*正文*:
------------------------
4.5 步骤 4：实现 GXU 设备模块

创建文件 gxu/module.py：

python 复制代码

# gxu/module.py
import torch
import ctypes
from typing import Optional

# 加载 GXU 运行时库
try:
    _libgxu = ctypes.CDLL("libgxu_runtime.so")
except OSError:
    _libgxu = None


class GXUModule:
    """GXU 设备模块，提供设备管理功能"""
    
    @staticmethod
    def is_available() -> bool:
        """检查 GXU 是否可用"""
        if _libgxu is None:
            return False
        try:
            count = GXUModule.device_count()
            return count > 0
        except Exception:
            return False
    
    @staticmethod
    def is_initialized() -> bool:
        """检查是否已初始化"""
        return _libgxu is not None
    
    @staticmethod
    def device_count() -> int:
        """获取 GXU 设备数量"""
        if _libgxu is None:
            return 0
        count = ctypes.c_int()
        ret = _libgxu.gxuGetDeviceCount(ctypes.byref(count))
        if ret != 0:
            return 0
        return count.value
    
    @staticmethod
    def current_device() -> int:
        """获取当前设备索引"""
        device = ctypes.c_int()
        _libgxu.gxuGetDevice(ctypes.byref(device))
        return device.value
    
    @staticmethod
    def set_device(device: int) -> None:
        """设置当前设备"""
        ret = _libgxu.gxuSetDevice(device)
        if ret != 0:
            raise RuntimeError(f"Failed to set GXU device {device}")
    
    @staticmethod
    def synchronize(device: Optional[int] = None) -> None:
        """同步设备"""
        if device is not None:
            old_device = GXUModule.current_device()
            GXUModule.set_device(device)
            _libgxu.gxuDeviceSynchronize()
------------------------
*数据摘录*:
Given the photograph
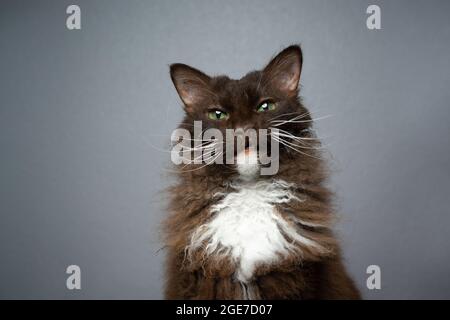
------------------------
*任务内容*:
从最后一行之后接着写这篇讲实现 GXU 设备模块的正文。

*任务作答*:
            GXUModule.set_device(old_device)
        else:
            _libgxu.gxuDeviceSynchronize()
    
    @staticmethod
    def _is_in_bad_fork() -> bool:
        """检查是否在 fork 后的坏状态"""
        return False
    
    # ========== TorchInductor 需要的组件 ==========
    
    @staticmethod
    def Scheduling(scheduler):
        """返回调度器类"""
        from torch._inductor.codegen.triton import TritonScheduling
        return TritonScheduling(scheduler)
    
    @staticmethod
    def PythonWrapperCodegen():
        """返回 Python Wrapper 代码生成器"""
        from torch._inductor.codegen.wrapper import PythonWrapperCodegen
        return PythonWrapperCodegen
    
    @staticmethod
    def CppWrapperCodegen():
        """返回 C++ Wrapper 代码生成器"""
        from torch._inductor.codegen.cpp_wrapper_gpu import CppWrapperGpu
        return CppWrapperGpu
    
    @staticmethod
    def WrapperFxCodegen():
        """返回 FX Wrapper 代码生成器"""
        from torch._inductor.codegen.wrapper_fxir import WrapperFxCodegen
        return WrapperFxCodegen


class _DeviceGuard:
    """GXU 设备上下文管理器"""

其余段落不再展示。